** EXERCISE INSTRUCTIONS **
Search the records below for "Point | tag one point per instance of the foam". Return that line and all remaining lines exactly.

---- DATASET CONTENT

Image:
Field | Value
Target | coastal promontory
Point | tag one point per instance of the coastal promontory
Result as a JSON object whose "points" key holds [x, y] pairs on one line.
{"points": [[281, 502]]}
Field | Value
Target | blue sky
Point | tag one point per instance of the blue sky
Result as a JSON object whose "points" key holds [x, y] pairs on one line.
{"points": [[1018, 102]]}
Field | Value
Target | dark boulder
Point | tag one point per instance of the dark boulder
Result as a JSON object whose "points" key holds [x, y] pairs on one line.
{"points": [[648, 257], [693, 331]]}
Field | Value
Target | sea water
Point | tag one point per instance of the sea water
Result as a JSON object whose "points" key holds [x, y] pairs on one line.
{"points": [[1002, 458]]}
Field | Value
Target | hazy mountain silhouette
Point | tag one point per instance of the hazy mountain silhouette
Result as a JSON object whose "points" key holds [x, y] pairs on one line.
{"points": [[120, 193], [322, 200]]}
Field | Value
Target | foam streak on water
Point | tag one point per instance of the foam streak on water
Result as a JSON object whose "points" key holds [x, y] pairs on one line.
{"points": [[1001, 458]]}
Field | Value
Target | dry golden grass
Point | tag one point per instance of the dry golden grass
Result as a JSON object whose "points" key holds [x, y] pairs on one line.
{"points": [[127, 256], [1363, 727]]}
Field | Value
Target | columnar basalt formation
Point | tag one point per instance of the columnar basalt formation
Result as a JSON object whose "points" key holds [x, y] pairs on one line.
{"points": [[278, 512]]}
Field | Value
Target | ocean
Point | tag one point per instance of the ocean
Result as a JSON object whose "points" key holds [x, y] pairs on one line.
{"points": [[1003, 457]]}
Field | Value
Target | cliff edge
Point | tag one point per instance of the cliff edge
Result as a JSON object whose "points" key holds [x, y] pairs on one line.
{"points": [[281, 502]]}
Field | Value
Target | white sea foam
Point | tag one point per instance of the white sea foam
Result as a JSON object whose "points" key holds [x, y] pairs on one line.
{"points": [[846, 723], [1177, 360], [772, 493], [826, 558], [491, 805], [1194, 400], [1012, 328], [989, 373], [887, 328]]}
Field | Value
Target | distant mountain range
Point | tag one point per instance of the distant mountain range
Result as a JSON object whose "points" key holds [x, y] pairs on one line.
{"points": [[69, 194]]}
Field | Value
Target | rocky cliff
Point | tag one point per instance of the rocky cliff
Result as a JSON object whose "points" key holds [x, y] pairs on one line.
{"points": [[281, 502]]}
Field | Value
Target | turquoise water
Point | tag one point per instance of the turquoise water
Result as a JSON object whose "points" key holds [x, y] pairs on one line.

--------

** ANSWER SPACE **
Point | tag one point per instance of the foam streak on water
Result as a JSON object whose "points" key holds [x, y] pairs on one line.
{"points": [[1001, 458]]}
Field | Value
Target | dry golden grass
Point | tag one point per instance of the dry golden grass
Result as a JSON object whose "points" key holds [x, y] pairs on one line.
{"points": [[127, 256], [1363, 727]]}
Field | Value
Target | columnar basalt formation
Point | tag one point per instance of the columnar basalt formation
Result as a JSON object whose "points" key holds [x, y] pairs on one line.
{"points": [[278, 512]]}
Field | Value
Target | ocean
Point | tag one point per instance of the ocean
Result as a JSON object whose "points" key holds [x, y] pairs on one line.
{"points": [[1003, 457]]}
Field | Value
Target | cliff edge
Point | tag one point per instance of the cliff edge
Result as a JSON object whose "points" key holds [x, y] pairs on one line.
{"points": [[281, 502]]}
Field | Value
Target | white sea foam
Point | tag one point per instance of the white sea foam
Result as a JSON object whose "points" key holds [x, y] pairs on one line.
{"points": [[846, 723], [1177, 360], [772, 493], [826, 558], [491, 805], [1194, 400], [1012, 328], [989, 373], [887, 328]]}
Field | Value
Target | distant mountain range
Point | tag one point per instance of the distant mountain range
Result as a JSON object whose "points" key holds [x, y] pairs on one line.
{"points": [[69, 194]]}
Field | Value
Target | rocky cliff
Point | tag one point per instance of the rocky cliff
Result as a JSON object whose "points" key holds [x, y] pairs on one line.
{"points": [[281, 502]]}
Field | Value
Target | turquoise water
Point | tag one point per instance of the turquoise water
Result as a JSON object whose "points" key holds [x, y] pairs on one line.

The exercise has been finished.